- TASK DESCRIPTION
Only the lines from the one containing "positive clicks: (188, 163)" through the end of the listing are to be transcribed, exactly and with both ends included.

- TASK DATA
BEGIN

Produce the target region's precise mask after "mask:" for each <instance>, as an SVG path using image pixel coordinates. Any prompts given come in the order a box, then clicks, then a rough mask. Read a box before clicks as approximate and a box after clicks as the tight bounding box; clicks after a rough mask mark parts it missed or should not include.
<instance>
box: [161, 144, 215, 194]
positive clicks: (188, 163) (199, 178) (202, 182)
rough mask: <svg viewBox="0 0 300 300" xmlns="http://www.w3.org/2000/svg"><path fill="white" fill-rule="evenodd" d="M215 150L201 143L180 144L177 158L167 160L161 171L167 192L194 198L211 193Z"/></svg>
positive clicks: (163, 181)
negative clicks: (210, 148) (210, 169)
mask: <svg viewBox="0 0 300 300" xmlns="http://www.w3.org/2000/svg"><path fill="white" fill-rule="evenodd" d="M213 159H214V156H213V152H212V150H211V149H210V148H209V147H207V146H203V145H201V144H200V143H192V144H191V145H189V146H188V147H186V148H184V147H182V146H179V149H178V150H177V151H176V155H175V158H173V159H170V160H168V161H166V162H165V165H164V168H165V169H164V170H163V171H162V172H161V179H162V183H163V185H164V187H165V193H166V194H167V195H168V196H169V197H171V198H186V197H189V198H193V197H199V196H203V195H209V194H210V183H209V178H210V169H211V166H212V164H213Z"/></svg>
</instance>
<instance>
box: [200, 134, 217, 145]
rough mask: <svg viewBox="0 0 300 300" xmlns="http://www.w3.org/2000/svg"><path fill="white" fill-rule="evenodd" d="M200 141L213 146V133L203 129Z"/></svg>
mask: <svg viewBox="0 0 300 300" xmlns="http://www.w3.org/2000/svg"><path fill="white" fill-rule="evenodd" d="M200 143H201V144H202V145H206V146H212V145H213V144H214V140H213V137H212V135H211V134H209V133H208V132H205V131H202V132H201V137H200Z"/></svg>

END

- OUTPUT OF THE EXERCISE
positive clicks: (188, 163) (199, 178) (202, 182)
rough mask: <svg viewBox="0 0 300 300" xmlns="http://www.w3.org/2000/svg"><path fill="white" fill-rule="evenodd" d="M215 150L201 143L180 144L177 158L167 160L161 171L167 192L194 198L211 193Z"/></svg>
positive clicks: (163, 181)
negative clicks: (210, 148) (210, 169)
mask: <svg viewBox="0 0 300 300" xmlns="http://www.w3.org/2000/svg"><path fill="white" fill-rule="evenodd" d="M213 159H214V156H213V152H212V150H211V149H210V148H209V147H207V146H203V145H201V144H200V143H192V144H191V145H189V146H188V147H186V148H184V147H182V146H179V149H178V150H177V151H176V155H175V158H173V159H170V160H168V161H166V162H165V165H164V168H165V169H164V170H163V171H162V172H161V179H162V183H163V185H164V187H165V193H166V194H167V195H168V196H169V197H171V198H186V197H189V198H193V197H199V196H203V195H209V194H210V183H209V178H210V169H211V166H212V164H213Z"/></svg>
</instance>
<instance>
box: [200, 134, 217, 145]
rough mask: <svg viewBox="0 0 300 300" xmlns="http://www.w3.org/2000/svg"><path fill="white" fill-rule="evenodd" d="M200 141L213 146V133L203 129Z"/></svg>
mask: <svg viewBox="0 0 300 300" xmlns="http://www.w3.org/2000/svg"><path fill="white" fill-rule="evenodd" d="M200 143H201V144H202V145H206V146H212V145H213V144H214V140H213V137H212V135H211V134H209V133H208V132H205V131H202V132H201V137H200Z"/></svg>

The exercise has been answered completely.